[Start of Entries]

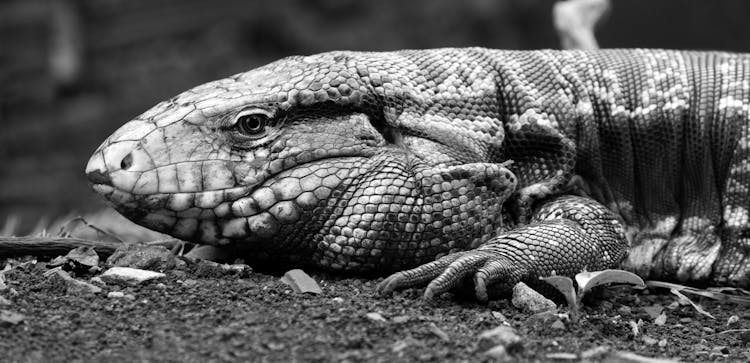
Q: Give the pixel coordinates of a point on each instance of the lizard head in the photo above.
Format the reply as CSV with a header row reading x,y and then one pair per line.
x,y
296,153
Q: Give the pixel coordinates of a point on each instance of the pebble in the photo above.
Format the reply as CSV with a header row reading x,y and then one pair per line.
x,y
73,286
733,320
562,356
558,325
499,353
624,310
654,311
503,336
9,318
530,301
595,353
301,282
79,257
661,319
438,332
120,295
157,258
649,340
206,268
129,276
400,319
500,317
375,317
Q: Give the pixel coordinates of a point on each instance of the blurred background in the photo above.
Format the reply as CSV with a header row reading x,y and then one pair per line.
x,y
72,71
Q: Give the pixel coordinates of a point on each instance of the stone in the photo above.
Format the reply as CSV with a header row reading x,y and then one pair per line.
x,y
129,276
206,268
301,282
499,354
72,285
155,258
558,325
9,318
375,317
502,335
530,301
120,295
733,320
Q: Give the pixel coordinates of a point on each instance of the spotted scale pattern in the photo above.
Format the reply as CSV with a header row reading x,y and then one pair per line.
x,y
384,161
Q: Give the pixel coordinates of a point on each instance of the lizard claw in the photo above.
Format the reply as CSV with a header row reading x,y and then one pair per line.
x,y
447,272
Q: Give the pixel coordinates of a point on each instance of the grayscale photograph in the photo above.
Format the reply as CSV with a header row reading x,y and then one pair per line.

[End of Entries]

Objective: Please write out all the rows above again, changing "pixel coordinates" to "image coordinates" everywhere and leaving everything else as it is. Leave the pictures out of your answer.

Solution to this task:
Q: Give the image coordinates of a point on each instance of the lizard head in the photo above.
Format the reply as CSV with a header row reading x,y and then one pair per line.
x,y
296,153
Q: Give the image coordinates of a point on each instance of the pebble in the photo above.
Format the reply as CSV with a header row reading x,y and then one pair per line.
x,y
73,286
733,320
562,356
558,325
499,353
624,310
654,311
503,336
9,318
530,301
595,353
301,282
79,257
661,319
438,332
120,295
157,258
649,340
206,268
129,276
400,319
500,317
375,317
Q: Give the image coordinates of a point on each instance of the blurred background in the photo above.
Format the reply as CSV with a header row reading x,y and then one pair per line.
x,y
72,71
Q: Give the image coordinates of a point on each instance of the stone in the photo above.
Format the reply as CSV with a header row reading x,y and then one pair per line.
x,y
129,276
206,268
301,282
499,354
72,285
155,258
558,325
9,318
375,317
502,335
530,301
120,295
733,320
Q: Give the image coordinates of a point on each instance of the spotted scale pattern in the photo above.
Format the reply as CSV with a header row reading x,y and then one pair per line.
x,y
384,161
Q: Give the image coordinates of a point on each instance of the lizard claw in the photo above.
Format the reply as CSV with a header row reading x,y and then one pair per line.
x,y
447,272
Q: Give the image coordinates of a point on each instance of the grayscale photograph in the photo above.
Format the reply as CSV with a header row reading x,y and then one pair per line.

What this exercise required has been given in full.